## Rows
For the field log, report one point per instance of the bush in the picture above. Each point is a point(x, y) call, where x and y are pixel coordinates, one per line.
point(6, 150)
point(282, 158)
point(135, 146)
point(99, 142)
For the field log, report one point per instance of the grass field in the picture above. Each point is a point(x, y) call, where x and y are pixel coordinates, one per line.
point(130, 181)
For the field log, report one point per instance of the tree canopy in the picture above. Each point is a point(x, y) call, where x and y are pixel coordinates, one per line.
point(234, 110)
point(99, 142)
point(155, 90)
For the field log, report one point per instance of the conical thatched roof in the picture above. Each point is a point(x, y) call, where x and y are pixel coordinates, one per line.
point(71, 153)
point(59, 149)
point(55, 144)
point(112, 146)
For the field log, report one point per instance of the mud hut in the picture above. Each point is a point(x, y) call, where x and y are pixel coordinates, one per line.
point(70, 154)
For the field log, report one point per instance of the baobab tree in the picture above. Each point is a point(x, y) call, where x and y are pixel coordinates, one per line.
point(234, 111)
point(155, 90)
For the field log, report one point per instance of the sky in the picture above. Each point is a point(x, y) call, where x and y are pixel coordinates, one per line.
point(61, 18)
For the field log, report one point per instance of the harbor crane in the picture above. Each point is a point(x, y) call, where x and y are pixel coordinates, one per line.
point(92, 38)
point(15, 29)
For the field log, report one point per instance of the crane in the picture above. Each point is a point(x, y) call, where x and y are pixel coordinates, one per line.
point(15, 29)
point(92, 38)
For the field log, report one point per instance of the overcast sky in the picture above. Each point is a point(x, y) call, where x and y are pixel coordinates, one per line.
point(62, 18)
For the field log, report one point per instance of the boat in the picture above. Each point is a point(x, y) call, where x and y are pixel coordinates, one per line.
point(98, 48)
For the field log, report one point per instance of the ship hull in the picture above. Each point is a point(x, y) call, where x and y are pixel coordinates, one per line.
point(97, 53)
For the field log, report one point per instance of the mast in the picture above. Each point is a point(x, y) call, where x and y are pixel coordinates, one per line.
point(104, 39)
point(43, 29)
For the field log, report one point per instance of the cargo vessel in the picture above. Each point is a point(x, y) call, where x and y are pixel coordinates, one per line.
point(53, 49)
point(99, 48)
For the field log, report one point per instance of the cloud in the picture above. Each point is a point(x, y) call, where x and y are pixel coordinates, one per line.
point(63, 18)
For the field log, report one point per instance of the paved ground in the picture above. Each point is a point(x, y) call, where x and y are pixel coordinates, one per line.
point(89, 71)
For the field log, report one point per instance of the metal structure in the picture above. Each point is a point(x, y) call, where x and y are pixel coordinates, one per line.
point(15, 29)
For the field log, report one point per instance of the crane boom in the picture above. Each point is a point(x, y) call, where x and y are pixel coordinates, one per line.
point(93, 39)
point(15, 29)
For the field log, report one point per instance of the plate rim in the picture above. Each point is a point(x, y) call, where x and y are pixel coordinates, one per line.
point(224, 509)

## Task requirements
Can you write out in full every line from the start of the records through the line containing "point(61, 18)", shifting both the x and y coordinate of each point by adding 146?

## Written solution
For the field log, report one point per instance of the bush in the picture above. Each point is a point(x, y) call, where x and y are pixel coordinates, one per line.
point(152, 296)
point(428, 304)
point(281, 292)
point(245, 288)
For the field log, report one point per instance of the grass field in the picture above. Each point is a point(x, y) call, where x and y are pixel coordinates, one per line.
point(276, 327)
For the field log, report one point per instance of the tree canopy in the picture above. Each point is a point(x, y) call, where x and y are pixel coordinates, one per line.
point(380, 256)
point(245, 288)
point(301, 236)
For the field log, report one point per instance of the conical thatched roof in the picture above. Each point is a point(x, y) call, where x and y are pixel coordinates, one per line.
point(217, 299)
point(205, 295)
point(201, 290)
point(258, 292)
For the field log, report one point per instance of the mud hut in the picture above. Each point is a point(x, y) call, where x and y are pixel coordinates, one per line.
point(216, 300)
For the field log, report one point per instance of the baobab tree in the picture above. Each point is a point(x, y) call, where x and y are pixel coordinates, one per line.
point(380, 257)
point(301, 236)
For the field log, report one point per instance of the sky in the picture above. Each point is a point(x, y) call, where x and y are pixel coordinates, one per line.
point(207, 164)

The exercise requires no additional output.